── Testo estratto ──

Aperti al pubblico

di Silvia Bellotti

Girato nell'Istituto Autonomo per le Case Popolari di Napoli, il documentario di Silvia Bellotti vincitore del premio del pubblico al Festival dei Popoli

Aperti al pubblico di Silvia Bellotti

Ci sono situazioni ordinarie e quotidiane che, se osservate con la giusta sensibilità di sguardo e il dovuto distacco, rivelano all’improvviso tutto il loro portato di eccezionalità e la loro densità di significato: perché si fanno esempio e conferma di realtà e dinamiche che le trascendono o perché nelle loro molteplici stratificazioni rivelano i sedimenti di un vissuto che è culturale, sociale, storico. In alcuni casi, congiunture peculiari e tuttavia non insolite fanno irrompere senza difficoltà il surreale nel reale: come quando si scontrano le cavillosità e i paradossi della burocrazia con l’impazienza di chi, dall’altro lato, vive sulla propria pelle urgenze e difficoltà di ogni tipo.

───
── Materiale di partenza ──

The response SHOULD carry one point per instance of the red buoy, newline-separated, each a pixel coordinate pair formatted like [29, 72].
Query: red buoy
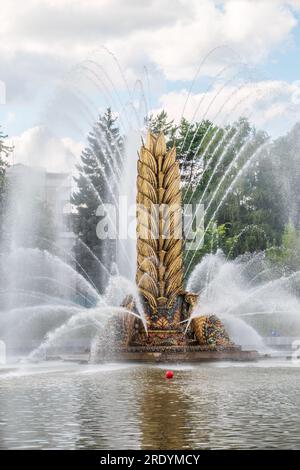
[169, 374]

───

- [Obiettivo dichiarato 1]
Restituisci dalla recensione di Aperti al pubblico il passo che va da "Aperti al pubblico di" fino a "di ogni tipo." compreso.
- [Obiettivo dichiarato 2]
Porta avanti la recensione del documentario Aperti al pubblico, riprendendo subito dopo l'ultima frase riportata.

- [Risultato dell'esercizio 1]
Aperti al pubblico di Silvia Bellotti

Ci sono situazioni ordinarie e quotidiane che, se osservate con la giusta sensibilità di sguardo e il dovuto distacco, rivelano all’improvviso tutto il loro portato di eccezionalità e la loro densità di significato: perché si fanno esempio e conferma di realtà e dinamiche che le trascendono o perché nelle loro molteplici stratificazioni rivelano i sedimenti di un vissuto che è culturale, sociale, storico. In alcuni casi, congiunture peculiari e tuttavia non insolite fanno irrompere senza difficoltà il surreale nel reale: come quando si scontrano le cavillosità e i paradossi della burocrazia con l’impazienza di chi, dall’altro lato, vive sulla propria pelle urgenze e difficoltà di ogni tipo.

- [Risultato dell'esercizio 2]
È esattamente questo che accade quando l’Istituto Autonomo per le Case Popolari di Napoli, che gestisce circa quarantamila alloggi tra la città e la provincia, è aperto al pubblico. La regista Silvia Bellotti, con sguardo discreto ma attento ad ogni dettaglio, ci guida nelle stanze sature di scartoffie impolverate e osserva silenziosamente ciò che succede da un lato e dall’altro delle tante scrivanie. La presenza registica è invisibile, e tutti – impiegati annoiati o volenterosi, utenti confusi o esasperati - mantengono quella preziosa naturalezza che per forza di cose è il punto di forza di un’operazione cinematografica come questa. Che non è di accusa o denuncia, perché Aperti al pubblico vuole essere essenzialmente un cinema fenomenologico, la testimonianza di una complessa realtà in atto offerta allo spettatore nuda e cruda.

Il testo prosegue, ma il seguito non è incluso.